**GOAL**
Rewrite all the records below as a numbered list of their lines, skipping any blank lines and leaving the pictures out.

** Start RECORDS FOR PROCESSING **

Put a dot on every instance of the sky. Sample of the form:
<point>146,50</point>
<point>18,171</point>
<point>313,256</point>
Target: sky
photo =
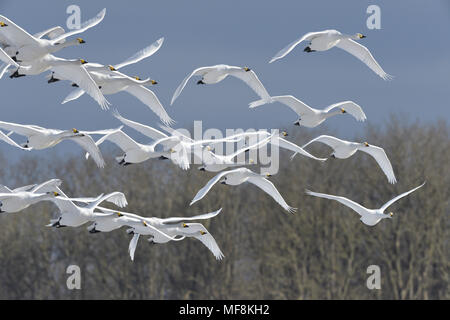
<point>412,45</point>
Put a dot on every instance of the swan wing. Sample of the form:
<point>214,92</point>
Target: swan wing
<point>347,202</point>
<point>252,80</point>
<point>88,144</point>
<point>350,107</point>
<point>283,52</point>
<point>142,54</point>
<point>204,216</point>
<point>80,76</point>
<point>75,94</point>
<point>203,191</point>
<point>149,98</point>
<point>84,26</point>
<point>363,54</point>
<point>10,141</point>
<point>197,72</point>
<point>390,202</point>
<point>268,187</point>
<point>383,161</point>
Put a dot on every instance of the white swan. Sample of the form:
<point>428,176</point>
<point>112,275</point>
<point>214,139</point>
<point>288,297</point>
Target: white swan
<point>327,39</point>
<point>113,83</point>
<point>369,217</point>
<point>21,198</point>
<point>41,138</point>
<point>72,215</point>
<point>25,47</point>
<point>160,230</point>
<point>238,176</point>
<point>72,70</point>
<point>343,149</point>
<point>215,74</point>
<point>310,117</point>
<point>174,147</point>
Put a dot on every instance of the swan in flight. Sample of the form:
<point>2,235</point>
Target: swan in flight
<point>24,47</point>
<point>72,215</point>
<point>310,117</point>
<point>138,56</point>
<point>112,84</point>
<point>369,217</point>
<point>215,163</point>
<point>343,149</point>
<point>72,70</point>
<point>159,230</point>
<point>327,39</point>
<point>171,147</point>
<point>21,198</point>
<point>41,138</point>
<point>238,176</point>
<point>215,74</point>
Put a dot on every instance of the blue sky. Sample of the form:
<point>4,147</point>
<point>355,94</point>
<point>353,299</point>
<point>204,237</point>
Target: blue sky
<point>413,45</point>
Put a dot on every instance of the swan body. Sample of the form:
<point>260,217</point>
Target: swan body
<point>369,217</point>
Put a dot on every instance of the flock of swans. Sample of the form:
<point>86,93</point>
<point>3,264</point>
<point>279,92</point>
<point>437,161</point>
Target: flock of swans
<point>28,54</point>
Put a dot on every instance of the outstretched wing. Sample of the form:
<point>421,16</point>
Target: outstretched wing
<point>383,161</point>
<point>268,187</point>
<point>347,202</point>
<point>142,54</point>
<point>204,216</point>
<point>283,52</point>
<point>363,54</point>
<point>387,204</point>
<point>197,72</point>
<point>84,26</point>
<point>350,107</point>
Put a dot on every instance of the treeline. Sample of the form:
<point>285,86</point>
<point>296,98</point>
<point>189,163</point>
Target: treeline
<point>321,252</point>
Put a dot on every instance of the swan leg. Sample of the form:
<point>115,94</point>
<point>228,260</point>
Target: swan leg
<point>52,79</point>
<point>16,75</point>
<point>308,49</point>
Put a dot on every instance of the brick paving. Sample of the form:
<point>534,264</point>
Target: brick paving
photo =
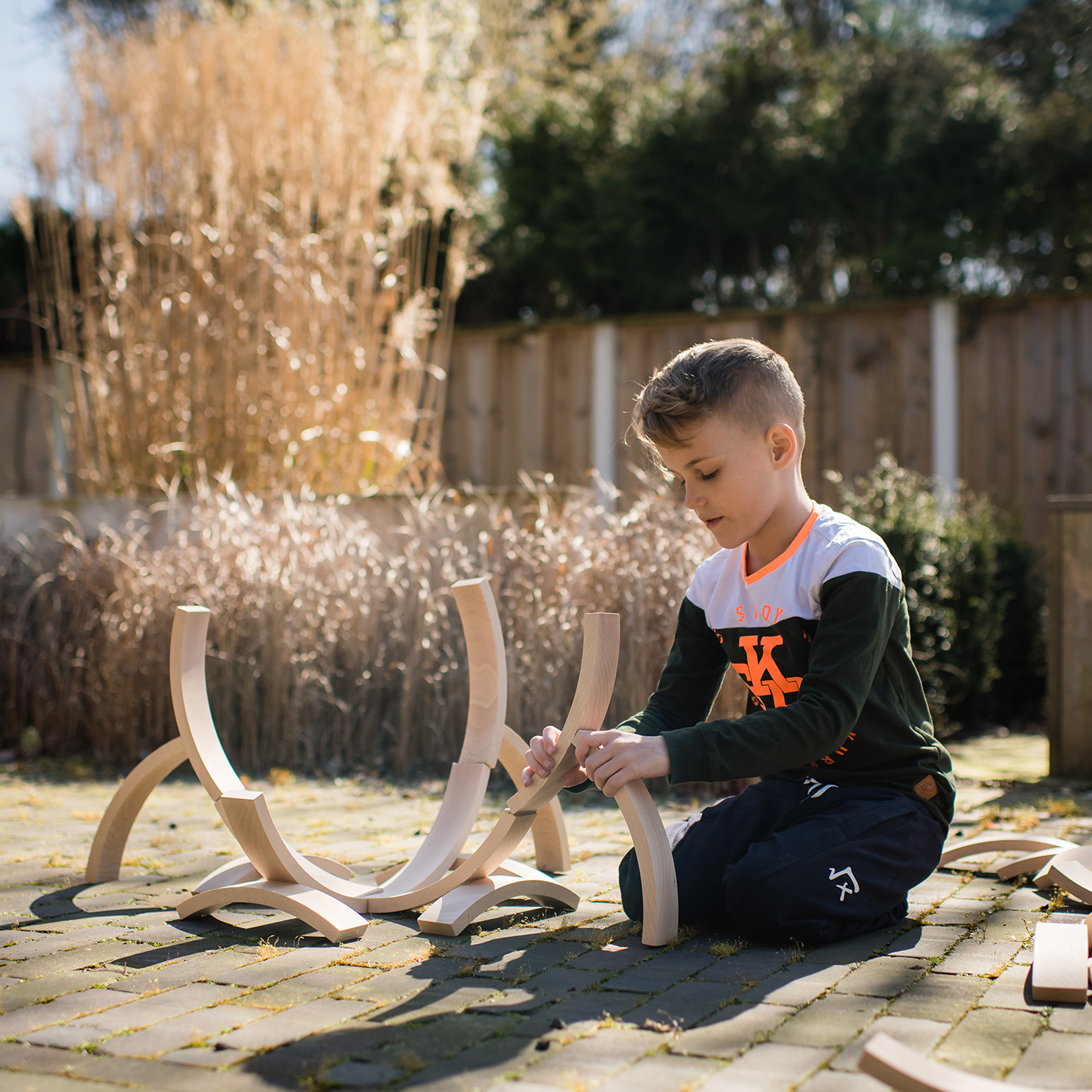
<point>102,987</point>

** End RECORDS FOR PROCESSING **

**RESULT FOR THIS TASK**
1. Put a dot on every instance of the sky. Sample of the form:
2. <point>146,50</point>
3. <point>18,171</point>
4. <point>313,256</point>
5. Target: sky
6. photo =
7. <point>412,45</point>
8. Put a dot on every instance of the swan wing. Sample of the form:
9. <point>214,92</point>
10. Target: swan wing
11. <point>347,202</point>
12. <point>252,80</point>
13. <point>88,144</point>
14. <point>350,107</point>
15. <point>283,52</point>
16. <point>142,54</point>
17. <point>204,216</point>
18. <point>80,76</point>
19. <point>75,94</point>
20. <point>203,191</point>
21. <point>149,98</point>
22. <point>84,26</point>
23. <point>363,54</point>
24. <point>10,141</point>
25. <point>197,72</point>
26. <point>390,202</point>
27. <point>268,187</point>
28. <point>383,161</point>
29. Put a dot on every instance of the white swan. Sample of the form:
30. <point>428,176</point>
31. <point>112,275</point>
32. <point>214,139</point>
33. <point>288,297</point>
34. Target: white swan
35. <point>327,39</point>
36. <point>113,83</point>
37. <point>369,217</point>
38. <point>21,198</point>
39. <point>41,138</point>
40. <point>72,215</point>
41. <point>25,47</point>
42. <point>160,230</point>
43. <point>238,176</point>
44. <point>72,70</point>
45. <point>343,149</point>
46. <point>215,74</point>
47. <point>310,117</point>
48. <point>174,147</point>
49. Put a dot on every instance of the swan in flight. Sample of the form:
50. <point>2,235</point>
51. Target: swan in flight
52. <point>24,47</point>
53. <point>72,215</point>
54. <point>310,117</point>
55. <point>138,56</point>
56. <point>112,84</point>
57. <point>369,217</point>
58. <point>215,163</point>
59. <point>343,149</point>
60. <point>72,70</point>
61. <point>159,230</point>
62. <point>327,39</point>
63. <point>171,147</point>
64. <point>21,198</point>
65. <point>41,138</point>
66. <point>238,176</point>
67. <point>215,74</point>
68. Put a dot on every instance of the blue sky. Sample of the form:
69. <point>4,147</point>
70. <point>355,94</point>
71. <point>353,299</point>
72. <point>204,237</point>
73. Target: blue sky
74. <point>413,45</point>
75. Put a dot on every instance of the swan body. Sample of the form:
76. <point>260,217</point>
77. Target: swan body
78. <point>369,217</point>
79. Put a dot on every instance of the flock of swans. Sample of the form:
80. <point>86,93</point>
81. <point>3,264</point>
82. <point>279,92</point>
83. <point>437,161</point>
84. Target: flock of swans
85. <point>28,54</point>
86. Put a dot on every instance of the outstretched wing. Sample of the form:
87. <point>421,16</point>
88. Target: outstretched wing
89. <point>383,161</point>
90. <point>268,187</point>
91. <point>347,202</point>
92. <point>142,54</point>
93. <point>204,216</point>
94. <point>283,52</point>
95. <point>363,54</point>
96. <point>387,204</point>
97. <point>197,72</point>
98. <point>84,26</point>
99. <point>350,107</point>
100. Put a dot on every instance of the treeline. Sample of the form:
101. <point>285,86</point>
102. <point>296,98</point>
103. <point>189,163</point>
104. Target: treeline
105. <point>321,252</point>
106. Put a dot on every instance of the swan leg. Sample of the form:
107. <point>115,94</point>
108. <point>228,260</point>
109. Target: swan leg
110. <point>52,79</point>
111. <point>16,75</point>
112. <point>308,49</point>
113. Put a dot on every instance of the brick paving. Sample of the form:
114. <point>534,264</point>
115. Target: brick paving
116. photo =
117. <point>102,987</point>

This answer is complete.